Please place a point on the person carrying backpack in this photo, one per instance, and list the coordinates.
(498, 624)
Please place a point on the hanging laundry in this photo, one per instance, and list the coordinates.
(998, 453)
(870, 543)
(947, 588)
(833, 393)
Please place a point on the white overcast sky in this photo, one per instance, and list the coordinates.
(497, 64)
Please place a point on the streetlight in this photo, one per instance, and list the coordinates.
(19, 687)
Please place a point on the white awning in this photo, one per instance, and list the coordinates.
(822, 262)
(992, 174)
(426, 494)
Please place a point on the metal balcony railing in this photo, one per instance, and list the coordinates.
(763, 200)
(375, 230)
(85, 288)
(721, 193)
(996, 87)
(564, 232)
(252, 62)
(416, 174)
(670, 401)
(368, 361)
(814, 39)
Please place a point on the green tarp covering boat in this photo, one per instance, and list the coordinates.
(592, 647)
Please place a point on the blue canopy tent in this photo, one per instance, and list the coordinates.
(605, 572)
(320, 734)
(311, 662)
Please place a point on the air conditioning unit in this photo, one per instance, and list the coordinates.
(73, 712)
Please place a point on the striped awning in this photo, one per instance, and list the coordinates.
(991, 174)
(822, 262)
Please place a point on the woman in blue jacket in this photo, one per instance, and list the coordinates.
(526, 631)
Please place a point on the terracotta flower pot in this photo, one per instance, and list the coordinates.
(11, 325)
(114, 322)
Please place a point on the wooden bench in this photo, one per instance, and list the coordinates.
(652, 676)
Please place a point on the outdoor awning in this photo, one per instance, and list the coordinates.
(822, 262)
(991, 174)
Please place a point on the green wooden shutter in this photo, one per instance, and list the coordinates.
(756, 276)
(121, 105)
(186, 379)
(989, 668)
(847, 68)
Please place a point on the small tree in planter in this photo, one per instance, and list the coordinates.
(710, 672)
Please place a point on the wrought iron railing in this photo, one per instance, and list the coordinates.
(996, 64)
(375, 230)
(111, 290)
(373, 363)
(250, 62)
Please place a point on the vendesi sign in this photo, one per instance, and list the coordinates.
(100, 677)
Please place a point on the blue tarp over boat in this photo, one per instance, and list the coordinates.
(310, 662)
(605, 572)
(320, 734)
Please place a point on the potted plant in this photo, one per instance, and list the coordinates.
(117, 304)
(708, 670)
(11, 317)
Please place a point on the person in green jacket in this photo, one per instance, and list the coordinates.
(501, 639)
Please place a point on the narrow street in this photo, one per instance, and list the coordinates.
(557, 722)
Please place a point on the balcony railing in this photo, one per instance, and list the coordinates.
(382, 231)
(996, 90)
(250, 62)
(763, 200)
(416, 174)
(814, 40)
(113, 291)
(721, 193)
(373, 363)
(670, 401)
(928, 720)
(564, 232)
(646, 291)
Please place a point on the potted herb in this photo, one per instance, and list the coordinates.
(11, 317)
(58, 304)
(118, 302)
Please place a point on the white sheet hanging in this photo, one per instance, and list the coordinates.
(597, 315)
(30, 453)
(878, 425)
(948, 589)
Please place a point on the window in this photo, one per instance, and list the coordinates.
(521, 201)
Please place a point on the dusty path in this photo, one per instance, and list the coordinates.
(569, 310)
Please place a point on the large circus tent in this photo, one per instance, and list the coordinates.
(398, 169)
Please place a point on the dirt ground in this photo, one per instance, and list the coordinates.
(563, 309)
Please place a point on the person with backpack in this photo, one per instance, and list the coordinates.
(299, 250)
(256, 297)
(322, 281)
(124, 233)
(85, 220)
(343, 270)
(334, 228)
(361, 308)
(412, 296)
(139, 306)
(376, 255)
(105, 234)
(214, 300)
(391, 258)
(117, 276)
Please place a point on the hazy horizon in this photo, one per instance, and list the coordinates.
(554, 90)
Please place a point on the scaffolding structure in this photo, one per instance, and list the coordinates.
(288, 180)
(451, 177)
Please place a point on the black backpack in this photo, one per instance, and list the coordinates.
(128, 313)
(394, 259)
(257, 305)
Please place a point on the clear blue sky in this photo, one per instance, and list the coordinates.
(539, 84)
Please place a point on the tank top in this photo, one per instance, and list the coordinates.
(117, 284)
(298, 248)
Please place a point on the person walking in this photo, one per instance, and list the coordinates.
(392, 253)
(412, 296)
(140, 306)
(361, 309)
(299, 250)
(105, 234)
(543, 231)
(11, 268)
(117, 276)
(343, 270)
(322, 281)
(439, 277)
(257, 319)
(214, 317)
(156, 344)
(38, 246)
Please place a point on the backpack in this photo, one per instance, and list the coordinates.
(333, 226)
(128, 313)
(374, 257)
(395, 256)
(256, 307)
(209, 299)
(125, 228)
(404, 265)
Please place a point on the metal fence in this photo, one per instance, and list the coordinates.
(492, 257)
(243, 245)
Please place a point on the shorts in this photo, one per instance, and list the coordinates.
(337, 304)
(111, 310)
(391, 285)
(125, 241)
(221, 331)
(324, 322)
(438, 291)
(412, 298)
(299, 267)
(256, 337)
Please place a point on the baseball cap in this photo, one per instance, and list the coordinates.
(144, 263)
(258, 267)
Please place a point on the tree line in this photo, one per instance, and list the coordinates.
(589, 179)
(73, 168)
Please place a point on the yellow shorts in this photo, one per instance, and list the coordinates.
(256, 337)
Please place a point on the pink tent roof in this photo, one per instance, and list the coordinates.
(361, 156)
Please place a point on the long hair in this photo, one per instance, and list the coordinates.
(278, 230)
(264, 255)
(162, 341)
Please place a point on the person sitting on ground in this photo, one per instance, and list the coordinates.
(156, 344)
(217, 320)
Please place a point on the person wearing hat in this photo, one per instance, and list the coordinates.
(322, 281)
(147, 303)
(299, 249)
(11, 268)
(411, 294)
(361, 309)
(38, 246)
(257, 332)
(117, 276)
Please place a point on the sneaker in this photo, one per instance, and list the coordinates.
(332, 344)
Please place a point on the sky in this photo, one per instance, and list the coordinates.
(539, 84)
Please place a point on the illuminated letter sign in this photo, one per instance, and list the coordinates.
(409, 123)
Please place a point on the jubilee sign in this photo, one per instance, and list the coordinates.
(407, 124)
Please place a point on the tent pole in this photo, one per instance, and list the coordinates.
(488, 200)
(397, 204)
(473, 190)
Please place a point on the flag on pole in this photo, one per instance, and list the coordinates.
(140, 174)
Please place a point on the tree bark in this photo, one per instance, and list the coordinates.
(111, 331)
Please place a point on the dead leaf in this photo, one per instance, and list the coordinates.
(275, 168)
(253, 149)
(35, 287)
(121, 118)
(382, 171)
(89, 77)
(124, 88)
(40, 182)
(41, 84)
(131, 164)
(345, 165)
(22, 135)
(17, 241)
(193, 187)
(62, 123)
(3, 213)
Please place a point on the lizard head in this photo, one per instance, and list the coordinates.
########
Your objective
All of the lines above need to be given again exactly.

Written solution
Please place a point on the person carrying backpack in this photo, one per instance, and list the coordinates.
(498, 624)
Please place a point on the hanging laundry in this photo, one per instance, and list the coordinates.
(998, 453)
(870, 543)
(947, 588)
(833, 393)
Please place a point on the white overcast sky in this photo, one per instance, and list the coordinates.
(497, 64)
Please place a point on the streetlight in this photo, one per instance, and list the coordinates.
(19, 687)
Please place a point on the white awning in this photo, one per instance, and list the coordinates.
(822, 262)
(992, 174)
(426, 494)
Please place a point on the metal balcony railing in this photo, one per instance, and list the coordinates.
(763, 200)
(375, 230)
(85, 288)
(721, 193)
(996, 87)
(564, 232)
(252, 62)
(416, 174)
(670, 401)
(368, 361)
(814, 39)
Please place a point on the green tarp covering boat in this photo, one per instance, and list the coordinates.
(592, 647)
Please place a point on the blue canopy tent in this photo, one per instance, and list the coordinates.
(605, 572)
(320, 734)
(311, 662)
Please place a point on the air conditioning unit in this photo, one per instance, and list the coordinates.
(73, 712)
Please place a point on the striped awning in this photo, one per instance, and list the coordinates.
(991, 174)
(822, 262)
Please place a point on the woman in blue jacket in this photo, one per instance, and list the coordinates.
(526, 631)
Please place a point on the terracotta flower pot in this photo, one per instance, and list the coordinates.
(11, 325)
(114, 322)
Please place a point on the wooden bench in this photo, one per instance, and list the coordinates.
(652, 676)
Please place a point on the outdoor awning in this photo, one per instance, and list the coordinates.
(822, 262)
(991, 174)
Please place a point on the green wooden shutter in this photo, one per instance, and list the coordinates.
(756, 276)
(121, 105)
(186, 379)
(989, 668)
(847, 68)
Please place a point on the small tree in planter in this photo, one per instance, and list the coordinates.
(710, 672)
Please place a point on the wrought iron railing in this photo, one per instance, and list the coordinates.
(996, 64)
(375, 230)
(111, 290)
(373, 363)
(250, 62)
Please place a point on the vendesi sign in this photo, one per instance, and list the coordinates.
(100, 677)
Please place a point on the blue tarp over boat in this photo, one per instance, and list the coordinates.
(310, 662)
(605, 572)
(320, 734)
Please place a point on the potted plant in this photo, one per instance, and list the coordinates.
(117, 304)
(708, 670)
(11, 317)
Please place a point on the person in green jacket in this photo, one per instance, and list the coordinates.
(501, 639)
Please place a point on the narrow street in this photo, one per instance, and list the coordinates.
(557, 722)
Please place a point on the balcony railing in this photo, one per instance, and list the coordinates.
(382, 231)
(996, 90)
(250, 62)
(763, 200)
(416, 174)
(814, 40)
(113, 291)
(721, 193)
(373, 363)
(670, 401)
(928, 720)
(564, 232)
(646, 291)
Please place a point on the potted herb in this photo, one per instance, and list the coordinates.
(11, 317)
(58, 304)
(118, 302)
Please place a point on the white sheet hanging in this photo, one per instance, and list the coordinates.
(597, 315)
(30, 453)
(878, 425)
(948, 589)
Please place a point on the window in this photo, one per instance, and list the coordinates.
(521, 201)
Please place a point on the dusty path in this photo, one per instance, and list the coordinates.
(569, 310)
Please place a point on the large circus tent in this photo, one per instance, and list the coordinates.
(398, 169)
Please place a point on the dirt ground in this photo, one per instance, and list the coordinates.
(563, 309)
Please place a point on the person with backpack in this photo, one per instance, and list the coordinates.
(299, 250)
(256, 297)
(322, 281)
(124, 233)
(85, 220)
(343, 270)
(334, 228)
(361, 308)
(412, 296)
(139, 306)
(376, 255)
(105, 234)
(214, 300)
(391, 258)
(117, 276)
Please place a point on the hazy horizon in this photo, one per instance, and list the coordinates.
(554, 90)
Please place a point on the scaffolding structure in this photo, one per instance, and list the coordinates.
(288, 180)
(451, 177)
Please place a point on the black backpack in this photo, one per instance, and list the coordinates.
(128, 313)
(394, 259)
(257, 305)
Please place a point on the clear blue sky in this photo, one per instance, and list the coordinates.
(539, 84)
Please place a point on the tank top in this photo, one per instance, and list the coordinates.
(117, 284)
(298, 248)
Please place a point on the person walking in this photo, one per instance, and list the coordinates.
(392, 253)
(412, 296)
(140, 306)
(361, 309)
(299, 250)
(105, 234)
(543, 231)
(11, 268)
(117, 276)
(343, 270)
(322, 281)
(439, 277)
(257, 319)
(214, 317)
(156, 344)
(38, 246)
Please place a point on the backpack in this photo, one per instance, and list the coordinates.
(333, 226)
(128, 313)
(374, 257)
(395, 256)
(256, 307)
(209, 299)
(125, 228)
(404, 265)
Please place a point on the metal fence in this photo, one per instance, and list the coordinates.
(492, 257)
(243, 245)
Please place a point on the shorts in this photo, one per instance, and list the coordinates.
(337, 304)
(111, 310)
(391, 285)
(125, 241)
(221, 331)
(324, 322)
(438, 291)
(412, 298)
(299, 267)
(256, 337)
Please place a point on the baseball cap in this photo, one per instance, and list the coordinates.
(144, 263)
(258, 267)
Please place a point on the tree line in this photo, one per instance, and list the coordinates.
(589, 179)
(73, 168)
Please place a point on the yellow shorts in this photo, one per instance, and list the coordinates.
(256, 337)
Please place a point on the pink tent roof in this photo, one per instance, and list the coordinates.
(361, 156)
Please place a point on the long hair in this photo, one per instance, and list the coordinates.
(278, 230)
(264, 255)
(162, 341)
Please place a point on the person sitting on ground in this photo, one per instance, and list the coordinates.
(156, 344)
(217, 320)
Please place a point on the person wearing hat in this photo, one per instance, and list the coordinates.
(322, 281)
(147, 303)
(299, 249)
(11, 268)
(411, 294)
(361, 309)
(38, 246)
(257, 332)
(117, 276)
Please place a point on the sneaker in this photo, one per instance, and list the coordinates.
(332, 344)
Please place a point on the sky in this photo, one per instance, and list the coordinates.
(539, 84)
Please place a point on the illuminated letter sign in this photo, one per instance, and list the coordinates.
(409, 123)
Please place a point on the jubilee sign in this photo, one per instance, and list the coordinates.
(407, 124)
Please place a point on the tent pole in this photo, one per instance, and list the coordinates.
(488, 200)
(397, 204)
(473, 190)
Please place a point on the flag on pole in this photo, one per instance, and list the coordinates.
(140, 174)
Please place a point on the tree bark in this photo, one per instance, and list the coordinates.
(111, 331)
Please place a point on the dead leaf in this photo, one per instance, and list the coordinates.
(275, 168)
(253, 149)
(35, 287)
(121, 118)
(382, 171)
(89, 77)
(124, 88)
(40, 182)
(41, 84)
(131, 164)
(345, 165)
(22, 135)
(17, 241)
(193, 187)
(62, 123)
(3, 213)
Please place a point on the lizard head in this photo, one per instance, and list the coordinates.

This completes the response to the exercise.